[<prev] [next>] [<thread-prev] [thread-next>] [day] [month] [year] [list]
Message-ID: <54EF3A78.9020507@intel.com>
Date: Thu, 26 Feb 2015 07:23:36 -0800
From: John Fastabend <john.r.fastabend@...el.com>
To: Thomas Graf <tgraf@...g.ch>, Jiri Pirko <jiri@...nulli.us>
CC: Simon Horman <simon.horman@...ronome.com>, netdev@...r.kernel.org,
davem@...emloft.net, nhorman@...driver.com, andy@...yhouse.net,
dborkman@...hat.com, ogerlitz@...lanox.com, jesse@...ira.com,
jpettit@...ira.com, joestringer@...ira.com, jhs@...atatu.com,
sfeldma@...il.com, f.fainelli@...il.com, roopa@...ulusnetworks.com,
linville@...driver.com, shrijeet@...il.com,
gospo@...ulusnetworks.com, bcrl@...ck.org
Subject: Re: Flows! Offload them.
On 02/26/2015 05:33 AM, Thomas Graf wrote:
> On 02/26/15 at 10:16am, Jiri Pirko wrote:
>> Well, on netdev01, I believe that a consensus was reached that for every
>> switch offloaded functionality there has to be an implementation in
>> kernel.
>
> Agreed. This should not prevent the policy being driven from user
> space though.
>
>> What John's Flow API originally did was to provide a way to
>> configure hardware independently of kernel. So the right way is to
>> configure kernel and, if hw allows it, to offload the configuration to hw.
>>
>> In this case, seems to me logical to offload from one place, that being
>> TC. The reason is, as I stated above, the possible conversion from OVS
>> datapath to TC.

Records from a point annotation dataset
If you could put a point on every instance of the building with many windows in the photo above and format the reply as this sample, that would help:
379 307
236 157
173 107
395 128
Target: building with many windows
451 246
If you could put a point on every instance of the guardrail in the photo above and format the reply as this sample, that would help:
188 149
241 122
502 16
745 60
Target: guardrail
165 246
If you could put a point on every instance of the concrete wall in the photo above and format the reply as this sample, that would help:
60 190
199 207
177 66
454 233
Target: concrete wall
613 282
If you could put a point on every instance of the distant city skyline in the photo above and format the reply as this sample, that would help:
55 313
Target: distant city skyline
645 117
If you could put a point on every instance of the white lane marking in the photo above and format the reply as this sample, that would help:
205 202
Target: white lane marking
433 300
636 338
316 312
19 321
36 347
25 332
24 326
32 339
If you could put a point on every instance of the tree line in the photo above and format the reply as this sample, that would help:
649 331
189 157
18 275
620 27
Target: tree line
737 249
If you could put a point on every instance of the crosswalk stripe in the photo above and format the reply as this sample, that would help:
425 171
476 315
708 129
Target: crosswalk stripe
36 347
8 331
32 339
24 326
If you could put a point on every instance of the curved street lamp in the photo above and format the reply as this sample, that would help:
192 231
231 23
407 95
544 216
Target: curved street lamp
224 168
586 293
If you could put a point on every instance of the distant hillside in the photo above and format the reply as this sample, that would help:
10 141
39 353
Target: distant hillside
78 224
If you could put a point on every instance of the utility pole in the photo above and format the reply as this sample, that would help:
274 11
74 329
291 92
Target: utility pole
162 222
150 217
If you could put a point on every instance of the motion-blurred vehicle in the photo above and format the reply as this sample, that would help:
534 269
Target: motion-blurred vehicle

Directives »
a. In the flow offload message, what did John's Flow API originally provide?
b. Rewrite the paragraph of the flow offload message that begins "What John's Flow API originally did" in a shorter form that keeps its main facts.
c. Write the next part of the flow offload message, picking up after its final sentence.
The data is separate material, unrelated to the flow offload message.

Answers for this exercise »
a. It provided a way to configure hardware independently of the kernel.

b. John's Flow API was first designed to configure hardware independently of the kernel. The correct approach is to configure the kernel and then, where the hardware permits, offload that configuration to it.

c.
>
> Offloading of TC definitely makes a lot of sense. I think that even in
> that case you will already encounter independent configuration of
> hardware and kernel. Example: The hardware provides a fixed, generic
> function to push up to n bytes onto a packet. This hardware function
> could be used to implement TC actions "push_vlan", "push_vxlan",
> "push_mpls". You would you would likely agree that TC should make use
> of such a function even if the hardware version is different from the
> software version. So I don't think we'll have a 1:1 mapping for all
> configurations, regardless of whether the how is decided in kernel or
> user space.
Just to expand slightly on this. I don't think you can get to a 1:1
mapping here. One reason is hardware typically has a TCAM and limited
size. So you need a _policy_ to determine when to push rules into the
hardware. The kernel doesn't know when to do this and I don't believe
its the kernel's place to start enforcing policy like this. One thing I likely
need to do is get some more "worlds" in rocker so we aren't stuck only
thinking about the infinite size OF_DPA world. The OF_DPA world is only
one world and not a terribly flexible one at that when compared with the
NPU folk. So minimally you need a flag to indicate rules go into hardware
vs software.
That said I think the bigger mismatch between software and hardware is
you program it differently because the data structures are different. Maybe
a u32 example would help. For parsing with u32 you might build a parse
graph with a root and some leaf nodes. In hardware you want to collapse
this down onto the hardware. I argue this is not a kernel task because
there are lots of ways to do this and there are trade-offs made with
respect to space and performance and which table to use when it could be
handled by a set of tables. Another example is a virtual switch possibly
OVS but we have others. The software does some "unmasking" (there term)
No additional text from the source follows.